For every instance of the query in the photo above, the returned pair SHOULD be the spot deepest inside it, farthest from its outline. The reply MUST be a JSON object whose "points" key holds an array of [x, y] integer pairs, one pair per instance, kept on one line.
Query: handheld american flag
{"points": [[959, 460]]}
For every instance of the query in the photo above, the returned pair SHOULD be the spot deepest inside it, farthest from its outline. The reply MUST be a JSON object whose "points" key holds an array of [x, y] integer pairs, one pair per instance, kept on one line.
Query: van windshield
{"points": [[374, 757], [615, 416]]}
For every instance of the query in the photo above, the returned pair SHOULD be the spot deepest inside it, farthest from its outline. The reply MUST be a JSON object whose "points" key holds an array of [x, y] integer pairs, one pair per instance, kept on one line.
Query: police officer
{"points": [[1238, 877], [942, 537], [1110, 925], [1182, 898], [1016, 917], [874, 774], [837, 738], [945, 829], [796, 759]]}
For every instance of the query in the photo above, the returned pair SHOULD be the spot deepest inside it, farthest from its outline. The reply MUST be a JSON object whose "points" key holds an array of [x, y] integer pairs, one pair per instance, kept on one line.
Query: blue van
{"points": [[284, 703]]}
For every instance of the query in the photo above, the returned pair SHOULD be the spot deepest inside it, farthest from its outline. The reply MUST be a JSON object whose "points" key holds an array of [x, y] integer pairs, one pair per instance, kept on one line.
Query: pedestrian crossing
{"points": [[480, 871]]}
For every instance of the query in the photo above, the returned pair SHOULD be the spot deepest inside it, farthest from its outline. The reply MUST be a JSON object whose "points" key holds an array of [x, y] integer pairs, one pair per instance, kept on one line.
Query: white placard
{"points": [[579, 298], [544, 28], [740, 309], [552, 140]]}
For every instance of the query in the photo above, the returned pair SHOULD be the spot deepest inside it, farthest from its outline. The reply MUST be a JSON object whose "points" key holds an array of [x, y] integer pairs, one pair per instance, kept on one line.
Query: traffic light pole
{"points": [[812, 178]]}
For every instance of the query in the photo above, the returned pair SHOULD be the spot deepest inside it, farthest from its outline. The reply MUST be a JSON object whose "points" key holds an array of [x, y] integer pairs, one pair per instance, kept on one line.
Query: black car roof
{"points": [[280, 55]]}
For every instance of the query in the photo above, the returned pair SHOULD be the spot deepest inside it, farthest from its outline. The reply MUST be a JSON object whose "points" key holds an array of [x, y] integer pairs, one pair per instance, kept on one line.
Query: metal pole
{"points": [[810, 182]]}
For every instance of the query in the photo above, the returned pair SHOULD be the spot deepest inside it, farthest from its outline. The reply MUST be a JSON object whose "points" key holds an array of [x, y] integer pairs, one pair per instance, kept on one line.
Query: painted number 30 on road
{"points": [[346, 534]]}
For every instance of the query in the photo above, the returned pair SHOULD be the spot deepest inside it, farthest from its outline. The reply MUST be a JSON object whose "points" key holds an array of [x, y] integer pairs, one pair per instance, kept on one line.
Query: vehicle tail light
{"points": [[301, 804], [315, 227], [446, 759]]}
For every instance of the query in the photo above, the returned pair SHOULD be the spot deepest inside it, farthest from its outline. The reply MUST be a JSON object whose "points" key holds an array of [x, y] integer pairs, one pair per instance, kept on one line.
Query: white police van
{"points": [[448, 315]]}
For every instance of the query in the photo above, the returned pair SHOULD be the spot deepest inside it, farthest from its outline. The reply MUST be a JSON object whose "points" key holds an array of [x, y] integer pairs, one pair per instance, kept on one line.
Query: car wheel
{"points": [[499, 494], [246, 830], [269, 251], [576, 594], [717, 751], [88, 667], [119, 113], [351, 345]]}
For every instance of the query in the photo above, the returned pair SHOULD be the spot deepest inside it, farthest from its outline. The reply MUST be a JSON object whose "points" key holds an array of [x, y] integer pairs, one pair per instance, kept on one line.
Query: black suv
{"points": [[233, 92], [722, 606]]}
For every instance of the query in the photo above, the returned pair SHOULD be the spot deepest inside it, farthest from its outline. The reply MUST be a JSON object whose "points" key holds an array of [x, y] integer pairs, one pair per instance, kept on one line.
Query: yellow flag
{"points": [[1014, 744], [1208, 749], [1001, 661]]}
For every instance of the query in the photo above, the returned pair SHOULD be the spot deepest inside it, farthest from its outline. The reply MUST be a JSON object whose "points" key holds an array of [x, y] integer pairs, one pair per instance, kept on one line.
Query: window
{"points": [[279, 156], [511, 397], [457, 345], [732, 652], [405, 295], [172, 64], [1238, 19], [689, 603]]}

# WORK INSTRUCTION
Copy the data word for word.

# RESPONSE
For every instance of the query in the photo above, the returned pair SHOULD be the spot deepest inside it, farthest from its outline. The reply MUST be a JSON object whose "points" key holds an array of [x, y] integer pairs, one pair per instance, kept on one line.
Query: handheld american flag
{"points": [[959, 460]]}
For every instance of the query in the photo above, the returned pair SHOULD be the spot deepest inside it, farthest from its outline. The reply MUST be a JSON object whose "points" key holds an array of [x, y] integer pairs, one pair per instance, kept on one line.
Query: van windshield
{"points": [[374, 757], [615, 416]]}
For every instance of the query in the photo above, the returned pair SHOULD be the spot deepest inside it, farthest from its outline. The reply MUST be a JSON object whose "points" key holds an array of [x, y] integer pairs, one pair per instance, kept on one line.
Query: police officer
{"points": [[1238, 877], [942, 537], [1110, 925], [1182, 898], [1016, 917], [874, 774], [837, 738], [945, 829], [796, 759]]}
For every instance of the query in the photo above, the returned pair SHOULD be the spot deepest inside it, farthest from its outline. The reply MUST be a JSON object whose "points" key holds an array of [x, y] integer pairs, one pair per instance, kept on one line.
Query: blue van
{"points": [[284, 703]]}
For every instance of the query in the photo above, the returned pair SHOULD be the spot deepest inside it, farthest from its outline. The reply MUST be a JSON object whose "points" key holds an array of [x, y] integer pairs, one pair per instance, kept on one line.
Query: pedestrian crossing
{"points": [[480, 871]]}
For every instance of the query in the photo above, the returned pair SHOULD be the spot deepest inside it, farthest from its outline. The reply MUST be a JSON object whose "points" key holds an array of [x, y] integer pairs, one pair per instance, kept on one line.
Query: white placard
{"points": [[579, 298], [544, 28], [740, 309], [552, 140]]}
For every instance of the query in the photo above, the returned pair SHOULD be the spot deepest inside it, farthest from its outline. The reply MUST be a JSON object whose "points" key holds an array of [x, y] integer pairs, one pair per instance, kept on one line.
Query: traffic light pole
{"points": [[812, 178]]}
For every instance of the query in the photo above, the returned pair SHOULD be the spot deepest inside it, farthest from its outline. The reply MUST be a JSON object whose "points" key holds an array of [x, y] integer pairs, one pair per instance, kept on one line.
Query: black car roof
{"points": [[280, 55]]}
For every instance of the query in the photo above, the returned pair SHOULD be the spot deepest inside it, farthest from its outline. The reply MUST be a JSON object whose "points" key holds an array of [x, y] integer pairs, one pair per instance, kept on one line.
Query: metal pole
{"points": [[810, 182]]}
For every instance of the query in the photo above, the returned pair SHOULD be the spot deepest inside it, farthest from its outline. The reply MUST be a JSON object whose "points" key holds an array of [x, y] integer pairs, one pair per instance, kept on one line.
Query: painted number 30 on road
{"points": [[346, 534]]}
For every instance of the query in the photo above, the returned pair SHOULD be the spot deepest inside it, farthest from its outline. The reply MUST be a JSON object whose "points" key holds an array of [x, y] integer pairs, one pair per instance, kept on one line.
Query: vehicle tail light
{"points": [[301, 804], [315, 227], [446, 759]]}
For every instance of the query in the photo above, the returned pair SHOULD be the spot deepest inside it, farthest from its outline. The reply MUST be a JSON object whose "points" key holds an array of [x, y] integer pairs, one pair per instance, kept on one line.
Query: white police van
{"points": [[448, 315]]}
For every instance of the query in the photo above, the returned pair SHOULD be the spot deepest inside it, farthest from its outline. The reply MUST be a JSON object whose "points" key holds an array of [x, y] integer pairs, one pair per instance, kept on one line.
Query: car wheel
{"points": [[499, 494], [246, 830], [269, 251], [576, 594], [717, 751], [88, 667], [119, 113], [351, 345]]}
For every instance of the query in the photo above, the returned pair SHOULD be the spot deepest inside it, farthest from its outline. The reply MUST be a JSON object whose "points" key holds an array of [x, y] integer pairs, one pair per instance, kept on one line.
Query: black suv
{"points": [[233, 92], [722, 606]]}
For every instance of the query in the photo above, the returned pair SHOULD be the spot deepest inside it, farthest from its outline. The reply MUST be a JSON object whose "points" key holds an array of [x, y] integer pairs, one pair per instance, kept on one line.
Query: yellow flag
{"points": [[1014, 744], [1208, 749], [1001, 661]]}
For every instance of the query in the photo above, the returned pair SHOULD be the spot deepest inside it, farthest from its outline. The reply MUST be a JSON object whose "points" key holds an array of [x, y] integer pairs, one pair per instance, kept on one line.
Query: window
{"points": [[279, 156], [511, 397], [457, 345], [732, 652], [405, 295], [172, 64], [1238, 19], [689, 603]]}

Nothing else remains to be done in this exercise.